Verilen Problem 1
Listede "woman" sözcüğünü içeren her satırı ayıklayıp kopyala; büyük-küçük harf ayrımı dikkate alınmalıdır.

Sunulan Alıntı
Empiristler insan bilgisinin yalnızca deneyimle başladığını değil, aynı zamanda deneyimle sınırlı olduğunu düşünürler. 18. yüzyıl düşünürü David Hume’a göre, duyularımız bize izlenimler verir -adından da anlaşılacağı gibi, dünya, duyu alıcılarımıza çarparak zihnimizde iz bırakır. Bir bebek deneyim esnasında birçok türden şeyle karşılaşır: açık, mavi bir gökyüzü, mavi bir bina, mavi bir kitap. Tüm bunlar bebeğin zihninde izlenimler oluşturur. Hume’a göre, mavi şeylerin yeterince izlenimini edindikten sonra bebek, bu izlenimlerden kopyalanan ve onlara benzeyen bir mavi fikri edinir. Bu fikirlere ihtiyacımız vardır çünkü bunlar düşüncenin temel yapı taşlarıdır. Eğer birine “Şurada mavi bir kuş var,” ya da “En sevdiğim renk mavidir,” demek isterseniz bir ‘mavi’ fikrine ihtiyacınız olacaktır. Aynı zamanda bir ‘kuş’ fikrine de ihtiyacınız olacaktır ki bu biraz daha karmaşık bir meseledir.

Oldukça basit bir teori; peki tutarlı mı? İzlenimler doğal olaylardır, ağaç halkaları gibi. Deneyimde bize verilen şey zihnimize bir neden-sonuç ilişkisi olarak girer -bunlar oldukça karmaşık nedenler ve sonuçlar olsa da, nihayetinde bir neden-sonuç ilişkisi söz konusudur. Fakat öyleyse izlenimler nedensellik dünyasına, şeylerin oldukları gibi davrandıkları bir dünyaya aittir. Mavi bir nesne bana bir görsel izlenim verdiğinde bu izlenim ağaç halkalarının taşıdığı gibi bir bilgi taşıyabilir; ama izlenim onun nedeni ‘hakkında’ mıdır? Sırf kendi hakkında bile olsa, bize herhangi bir şey söyler mi? İzlenimlerin bunu yapabiliyor olması çok şaşırtıcı olurdu. İzlenimler basit nedensel süreçlerin çıktısı, fikirler düşüncenin yapıtaşları, ve fikirler de bir şekilde izlenimlerin kopyaları ya da imgeleri olurdu. Ancak bu sürecin bir noktasında neden- sonuç ilişkisinden düşüncenin özüne geçiş yapıyoruz. Oysa düşünce ve konuşma doğal olayların olamayacağı bir şekilde doğru ya da yanlış olabilir- o hâlde fikirler (düşüncenin ve konuşmanın özü) nasıl izlenimlerden oluşuyor olabilir?

Listelenen Kayıtlar
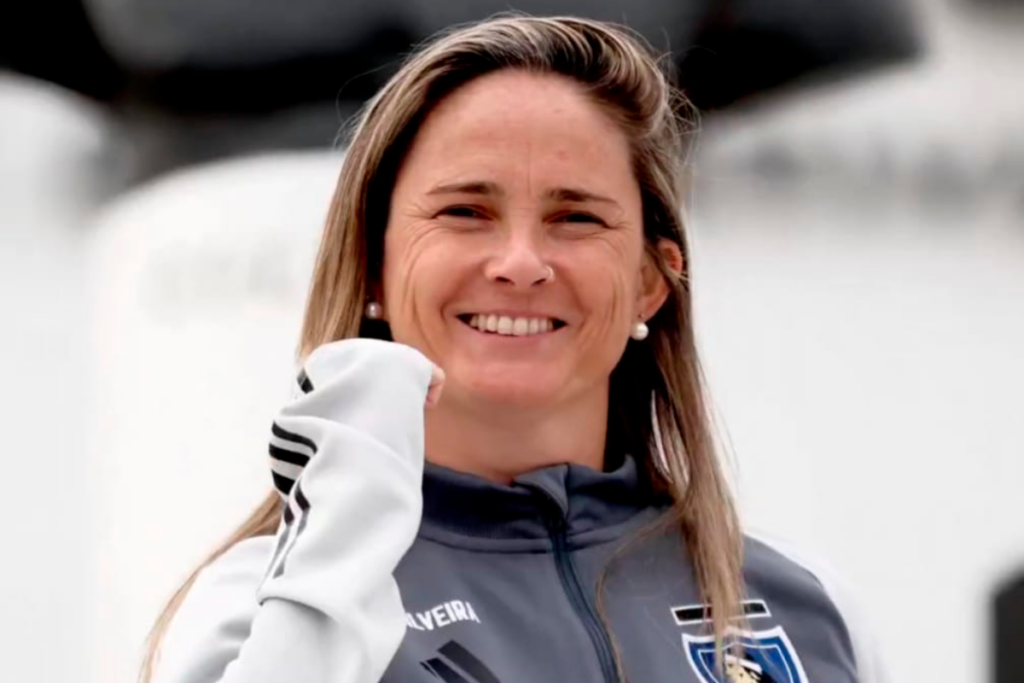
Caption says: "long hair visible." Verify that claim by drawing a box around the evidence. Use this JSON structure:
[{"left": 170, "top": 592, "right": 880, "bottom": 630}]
[{"left": 141, "top": 14, "right": 742, "bottom": 681}]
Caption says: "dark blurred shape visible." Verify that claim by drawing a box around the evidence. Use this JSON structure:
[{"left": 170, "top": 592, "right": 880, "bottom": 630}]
[
  {"left": 677, "top": 0, "right": 919, "bottom": 110},
  {"left": 993, "top": 573, "right": 1024, "bottom": 683},
  {"left": 0, "top": 0, "right": 918, "bottom": 114},
  {"left": 0, "top": 0, "right": 128, "bottom": 100}
]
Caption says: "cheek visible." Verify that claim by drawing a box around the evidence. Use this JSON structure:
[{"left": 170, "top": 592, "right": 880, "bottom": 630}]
[
  {"left": 383, "top": 227, "right": 457, "bottom": 340},
  {"left": 578, "top": 239, "right": 640, "bottom": 333}
]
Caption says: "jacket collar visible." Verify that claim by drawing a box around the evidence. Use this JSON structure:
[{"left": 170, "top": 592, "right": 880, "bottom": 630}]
[{"left": 421, "top": 456, "right": 668, "bottom": 540}]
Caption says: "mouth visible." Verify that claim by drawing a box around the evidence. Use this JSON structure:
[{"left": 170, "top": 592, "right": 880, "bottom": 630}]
[{"left": 457, "top": 313, "right": 565, "bottom": 337}]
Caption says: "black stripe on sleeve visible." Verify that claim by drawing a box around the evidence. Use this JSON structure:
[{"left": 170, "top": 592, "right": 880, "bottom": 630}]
[
  {"left": 270, "top": 422, "right": 316, "bottom": 453},
  {"left": 270, "top": 471, "right": 295, "bottom": 497},
  {"left": 269, "top": 443, "right": 309, "bottom": 467},
  {"left": 296, "top": 368, "right": 313, "bottom": 393},
  {"left": 273, "top": 481, "right": 310, "bottom": 579}
]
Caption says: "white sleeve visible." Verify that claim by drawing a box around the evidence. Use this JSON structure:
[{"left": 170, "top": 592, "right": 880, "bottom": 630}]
[
  {"left": 154, "top": 339, "right": 432, "bottom": 683},
  {"left": 749, "top": 531, "right": 891, "bottom": 683}
]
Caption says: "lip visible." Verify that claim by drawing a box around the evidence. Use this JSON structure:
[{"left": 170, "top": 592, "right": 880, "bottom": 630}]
[
  {"left": 456, "top": 308, "right": 566, "bottom": 326},
  {"left": 456, "top": 313, "right": 568, "bottom": 343}
]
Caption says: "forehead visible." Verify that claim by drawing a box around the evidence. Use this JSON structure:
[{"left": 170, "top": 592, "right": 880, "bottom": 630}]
[{"left": 402, "top": 70, "right": 635, "bottom": 191}]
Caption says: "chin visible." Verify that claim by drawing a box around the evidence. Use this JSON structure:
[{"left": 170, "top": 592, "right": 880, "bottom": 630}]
[{"left": 460, "top": 372, "right": 558, "bottom": 407}]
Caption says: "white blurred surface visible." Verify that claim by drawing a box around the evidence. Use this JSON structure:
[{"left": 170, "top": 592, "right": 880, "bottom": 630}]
[
  {"left": 0, "top": 73, "right": 115, "bottom": 683},
  {"left": 89, "top": 153, "right": 341, "bottom": 681}
]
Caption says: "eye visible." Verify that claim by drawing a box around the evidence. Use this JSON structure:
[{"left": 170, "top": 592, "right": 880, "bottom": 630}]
[
  {"left": 437, "top": 206, "right": 486, "bottom": 218},
  {"left": 555, "top": 211, "right": 604, "bottom": 225}
]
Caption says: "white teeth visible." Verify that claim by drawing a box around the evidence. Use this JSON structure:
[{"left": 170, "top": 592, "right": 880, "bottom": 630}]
[{"left": 469, "top": 313, "right": 555, "bottom": 337}]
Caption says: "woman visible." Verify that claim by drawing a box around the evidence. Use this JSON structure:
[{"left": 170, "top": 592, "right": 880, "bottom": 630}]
[{"left": 144, "top": 16, "right": 879, "bottom": 683}]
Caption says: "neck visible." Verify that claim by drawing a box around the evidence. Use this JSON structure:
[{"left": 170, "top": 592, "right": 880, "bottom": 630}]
[{"left": 426, "top": 392, "right": 608, "bottom": 483}]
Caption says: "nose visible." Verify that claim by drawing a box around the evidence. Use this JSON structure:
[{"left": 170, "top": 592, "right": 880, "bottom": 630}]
[{"left": 484, "top": 236, "right": 555, "bottom": 289}]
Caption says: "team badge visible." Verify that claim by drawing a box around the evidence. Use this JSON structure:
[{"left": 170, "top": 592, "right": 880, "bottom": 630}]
[{"left": 683, "top": 626, "right": 808, "bottom": 683}]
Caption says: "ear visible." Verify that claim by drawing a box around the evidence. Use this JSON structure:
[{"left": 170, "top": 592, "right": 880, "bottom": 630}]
[{"left": 637, "top": 238, "right": 683, "bottom": 321}]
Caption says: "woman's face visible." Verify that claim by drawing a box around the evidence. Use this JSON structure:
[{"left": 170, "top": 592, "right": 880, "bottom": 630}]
[{"left": 383, "top": 71, "right": 668, "bottom": 408}]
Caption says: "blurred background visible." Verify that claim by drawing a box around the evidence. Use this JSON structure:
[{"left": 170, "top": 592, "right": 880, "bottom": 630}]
[{"left": 0, "top": 0, "right": 1024, "bottom": 683}]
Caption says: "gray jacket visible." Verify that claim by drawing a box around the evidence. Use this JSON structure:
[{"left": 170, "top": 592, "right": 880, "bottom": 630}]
[{"left": 156, "top": 340, "right": 884, "bottom": 683}]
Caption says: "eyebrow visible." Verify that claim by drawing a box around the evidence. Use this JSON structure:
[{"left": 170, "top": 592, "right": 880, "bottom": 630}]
[{"left": 427, "top": 180, "right": 618, "bottom": 206}]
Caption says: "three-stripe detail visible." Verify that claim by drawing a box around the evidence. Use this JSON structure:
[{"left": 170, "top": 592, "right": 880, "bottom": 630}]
[
  {"left": 420, "top": 640, "right": 501, "bottom": 683},
  {"left": 267, "top": 370, "right": 316, "bottom": 579}
]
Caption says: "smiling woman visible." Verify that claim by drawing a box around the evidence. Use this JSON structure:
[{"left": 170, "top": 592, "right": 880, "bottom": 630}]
[{"left": 143, "top": 16, "right": 877, "bottom": 683}]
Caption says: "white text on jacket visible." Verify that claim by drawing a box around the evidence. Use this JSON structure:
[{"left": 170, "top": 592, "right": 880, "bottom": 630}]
[{"left": 406, "top": 600, "right": 480, "bottom": 631}]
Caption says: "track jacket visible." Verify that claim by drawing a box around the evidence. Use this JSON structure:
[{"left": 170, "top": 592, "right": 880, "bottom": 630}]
[{"left": 154, "top": 339, "right": 884, "bottom": 683}]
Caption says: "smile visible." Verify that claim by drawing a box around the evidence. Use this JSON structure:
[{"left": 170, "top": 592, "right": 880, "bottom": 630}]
[{"left": 459, "top": 313, "right": 565, "bottom": 337}]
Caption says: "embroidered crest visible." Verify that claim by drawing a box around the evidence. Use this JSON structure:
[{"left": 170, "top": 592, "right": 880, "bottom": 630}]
[{"left": 683, "top": 626, "right": 808, "bottom": 683}]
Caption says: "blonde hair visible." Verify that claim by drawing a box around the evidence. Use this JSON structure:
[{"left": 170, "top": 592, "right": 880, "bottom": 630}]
[{"left": 141, "top": 14, "right": 743, "bottom": 681}]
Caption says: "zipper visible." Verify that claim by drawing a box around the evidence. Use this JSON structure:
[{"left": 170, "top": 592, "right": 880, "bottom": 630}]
[{"left": 535, "top": 489, "right": 618, "bottom": 683}]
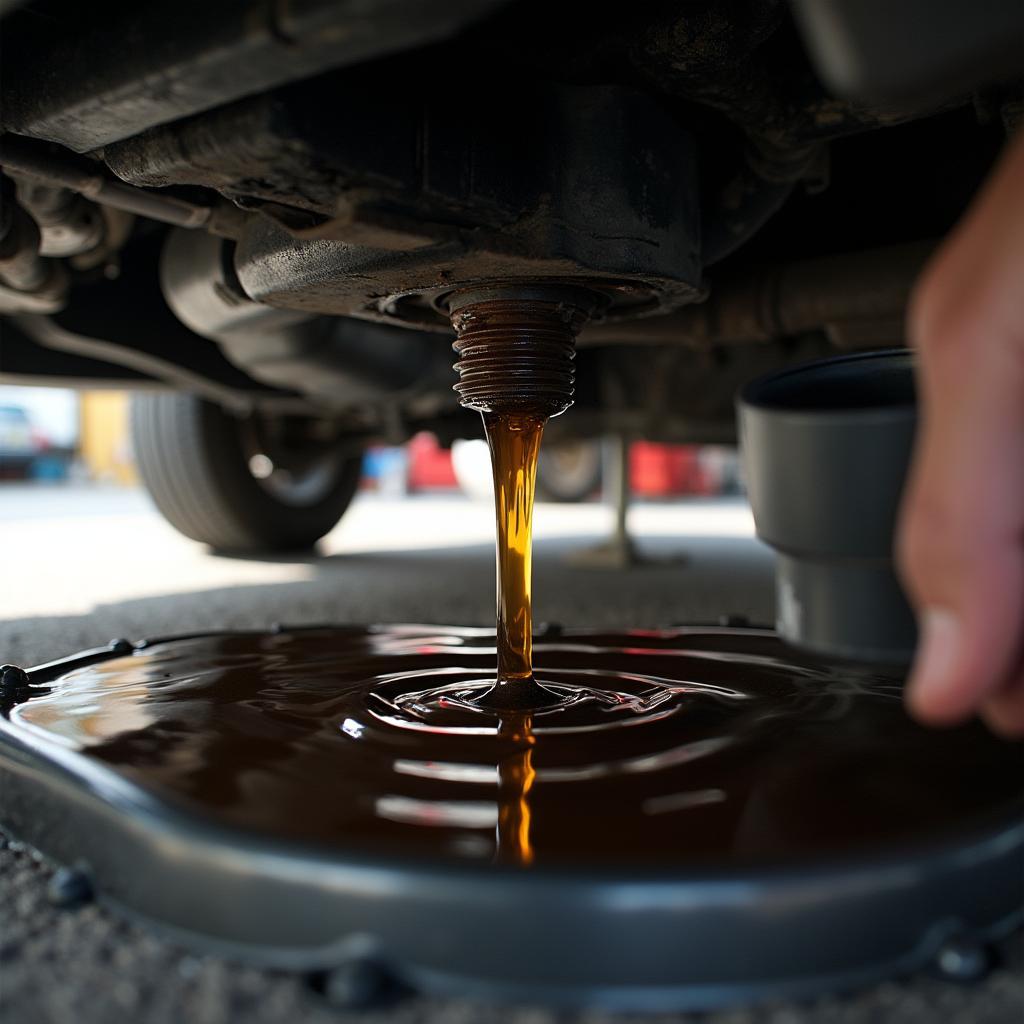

Verilen Problem 2
Alıntıya göre Hume, bebeğin mavi fikrini nelerden kopyalanarak edindiğini söyler?

Sonuç 1
Caption says: "woman visible." Verify that claim by drawing a box around the evidence. Use this JSON structure:
Caption says: "woman's face visible." Verify that claim by drawing a box around the evidence. Use this JSON structure:
Caption says: "smiling woman visible." Verify that claim by drawing a box around the evidence. Use this JSON structure:

Sonuç 2
Mavi şeylerden edindiği izlenimlerden.